**ACTIVITY**
Begin with the line that holds "the snow-covered mountain.". Output it and all remaining lines of the material, verbatim, ending with the last.

**GIVEN ENTRIES**
———

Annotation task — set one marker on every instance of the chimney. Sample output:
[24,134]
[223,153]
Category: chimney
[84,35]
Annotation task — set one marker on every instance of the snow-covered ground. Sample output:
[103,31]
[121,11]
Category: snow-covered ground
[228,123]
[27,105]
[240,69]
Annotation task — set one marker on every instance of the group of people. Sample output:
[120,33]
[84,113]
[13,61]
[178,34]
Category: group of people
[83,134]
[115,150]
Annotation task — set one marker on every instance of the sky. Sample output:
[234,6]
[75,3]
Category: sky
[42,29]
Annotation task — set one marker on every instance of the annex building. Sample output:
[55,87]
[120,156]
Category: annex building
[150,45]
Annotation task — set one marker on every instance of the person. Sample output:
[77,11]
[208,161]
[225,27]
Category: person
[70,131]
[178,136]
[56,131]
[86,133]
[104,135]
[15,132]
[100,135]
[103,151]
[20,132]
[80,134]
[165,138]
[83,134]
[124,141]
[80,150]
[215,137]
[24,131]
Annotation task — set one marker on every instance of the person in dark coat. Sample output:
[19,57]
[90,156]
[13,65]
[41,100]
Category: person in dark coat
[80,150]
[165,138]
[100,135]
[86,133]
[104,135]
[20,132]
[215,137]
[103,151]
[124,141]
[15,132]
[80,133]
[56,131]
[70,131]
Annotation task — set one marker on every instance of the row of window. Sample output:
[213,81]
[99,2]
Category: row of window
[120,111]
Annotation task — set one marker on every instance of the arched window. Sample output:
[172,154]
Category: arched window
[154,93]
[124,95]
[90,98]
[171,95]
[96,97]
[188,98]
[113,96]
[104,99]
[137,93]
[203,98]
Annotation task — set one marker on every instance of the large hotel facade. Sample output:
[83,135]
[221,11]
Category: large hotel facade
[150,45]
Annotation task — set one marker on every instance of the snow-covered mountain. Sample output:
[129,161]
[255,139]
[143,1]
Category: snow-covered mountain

———

**SOLUTION TO THIS TASK**
Annotation task — set one marker on every instance of the snow-covered mountain. Sample output:
[129,161]
[255,139]
[143,1]
Category: snow-covered mountain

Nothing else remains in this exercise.